● Challenge
Extract the lines starting at the beginning of the records and ending with the line containing "[39,0,297,57]", both ends included. Reproduce them verbatim.

● Raw records
────

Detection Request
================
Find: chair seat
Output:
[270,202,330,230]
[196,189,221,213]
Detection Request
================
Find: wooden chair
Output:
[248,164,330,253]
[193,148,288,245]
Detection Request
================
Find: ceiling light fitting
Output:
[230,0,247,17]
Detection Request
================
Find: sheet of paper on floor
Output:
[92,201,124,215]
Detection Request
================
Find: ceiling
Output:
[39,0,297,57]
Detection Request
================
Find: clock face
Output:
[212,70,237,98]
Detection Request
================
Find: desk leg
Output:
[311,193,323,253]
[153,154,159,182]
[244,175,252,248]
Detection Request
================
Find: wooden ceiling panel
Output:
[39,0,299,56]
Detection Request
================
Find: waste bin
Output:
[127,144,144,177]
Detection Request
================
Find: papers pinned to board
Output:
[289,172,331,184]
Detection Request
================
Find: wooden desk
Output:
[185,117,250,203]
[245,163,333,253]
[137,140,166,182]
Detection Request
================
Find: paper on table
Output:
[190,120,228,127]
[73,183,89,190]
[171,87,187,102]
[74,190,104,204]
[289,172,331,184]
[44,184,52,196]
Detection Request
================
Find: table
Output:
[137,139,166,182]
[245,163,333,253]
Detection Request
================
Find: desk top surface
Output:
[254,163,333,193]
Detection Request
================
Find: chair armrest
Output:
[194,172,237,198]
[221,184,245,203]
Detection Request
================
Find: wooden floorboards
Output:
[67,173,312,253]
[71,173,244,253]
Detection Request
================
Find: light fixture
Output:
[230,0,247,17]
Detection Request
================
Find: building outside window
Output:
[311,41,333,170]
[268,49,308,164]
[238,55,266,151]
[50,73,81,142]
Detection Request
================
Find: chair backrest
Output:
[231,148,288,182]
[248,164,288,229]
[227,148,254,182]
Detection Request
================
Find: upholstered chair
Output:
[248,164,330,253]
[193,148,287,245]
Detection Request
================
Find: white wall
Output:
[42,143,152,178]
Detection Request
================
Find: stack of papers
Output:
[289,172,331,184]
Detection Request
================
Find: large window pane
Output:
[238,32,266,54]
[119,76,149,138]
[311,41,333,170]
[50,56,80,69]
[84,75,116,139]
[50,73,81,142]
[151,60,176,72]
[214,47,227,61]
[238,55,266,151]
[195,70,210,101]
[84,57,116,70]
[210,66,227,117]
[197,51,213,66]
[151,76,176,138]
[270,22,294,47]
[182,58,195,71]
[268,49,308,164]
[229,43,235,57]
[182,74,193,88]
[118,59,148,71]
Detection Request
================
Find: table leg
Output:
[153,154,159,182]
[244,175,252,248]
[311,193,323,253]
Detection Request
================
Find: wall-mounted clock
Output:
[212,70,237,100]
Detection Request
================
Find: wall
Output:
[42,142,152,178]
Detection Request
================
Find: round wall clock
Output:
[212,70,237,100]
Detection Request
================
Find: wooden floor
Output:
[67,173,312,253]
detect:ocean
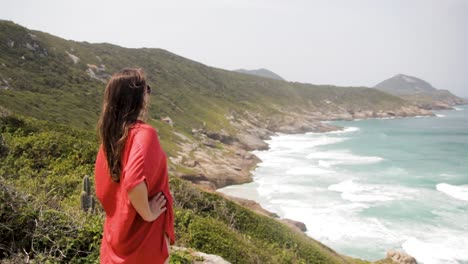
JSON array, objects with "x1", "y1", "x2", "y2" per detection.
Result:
[{"x1": 219, "y1": 106, "x2": 468, "y2": 264}]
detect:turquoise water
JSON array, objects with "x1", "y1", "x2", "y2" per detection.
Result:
[{"x1": 220, "y1": 106, "x2": 468, "y2": 263}]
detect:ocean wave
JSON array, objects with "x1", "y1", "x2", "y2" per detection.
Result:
[
  {"x1": 328, "y1": 180, "x2": 415, "y2": 202},
  {"x1": 267, "y1": 135, "x2": 349, "y2": 152},
  {"x1": 402, "y1": 236, "x2": 468, "y2": 264},
  {"x1": 306, "y1": 150, "x2": 384, "y2": 167},
  {"x1": 327, "y1": 127, "x2": 361, "y2": 134},
  {"x1": 286, "y1": 167, "x2": 332, "y2": 175},
  {"x1": 436, "y1": 183, "x2": 468, "y2": 201}
]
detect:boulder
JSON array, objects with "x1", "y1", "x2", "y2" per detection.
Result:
[{"x1": 387, "y1": 250, "x2": 418, "y2": 264}]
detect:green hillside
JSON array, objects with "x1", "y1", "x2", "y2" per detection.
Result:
[
  {"x1": 0, "y1": 21, "x2": 410, "y2": 263},
  {"x1": 0, "y1": 21, "x2": 407, "y2": 132}
]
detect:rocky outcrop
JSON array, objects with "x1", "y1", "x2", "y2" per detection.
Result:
[
  {"x1": 280, "y1": 218, "x2": 307, "y2": 232},
  {"x1": 171, "y1": 246, "x2": 230, "y2": 264},
  {"x1": 387, "y1": 250, "x2": 418, "y2": 264},
  {"x1": 217, "y1": 195, "x2": 279, "y2": 218},
  {"x1": 84, "y1": 63, "x2": 111, "y2": 83},
  {"x1": 65, "y1": 51, "x2": 80, "y2": 64}
]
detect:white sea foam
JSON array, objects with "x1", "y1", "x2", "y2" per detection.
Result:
[
  {"x1": 306, "y1": 150, "x2": 384, "y2": 167},
  {"x1": 286, "y1": 167, "x2": 331, "y2": 175},
  {"x1": 328, "y1": 180, "x2": 416, "y2": 202},
  {"x1": 306, "y1": 127, "x2": 360, "y2": 135},
  {"x1": 266, "y1": 135, "x2": 349, "y2": 152},
  {"x1": 375, "y1": 116, "x2": 396, "y2": 120},
  {"x1": 436, "y1": 183, "x2": 468, "y2": 201},
  {"x1": 402, "y1": 236, "x2": 468, "y2": 264},
  {"x1": 327, "y1": 127, "x2": 360, "y2": 134}
]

────

● Task result
Detection Request
================
Find: chair seat
Output:
[270,202,330,230]
[196,189,221,213]
Detection Request
================
Find: wooden chair
Output:
[248,164,330,253]
[193,148,288,245]
Detection Request
================
Find: ceiling light fitting
Output:
[230,0,247,17]
Detection Request
================
Find: sheet of paper on floor
Output:
[92,201,124,215]
Detection Request
================
Find: ceiling
Output:
[39,0,297,57]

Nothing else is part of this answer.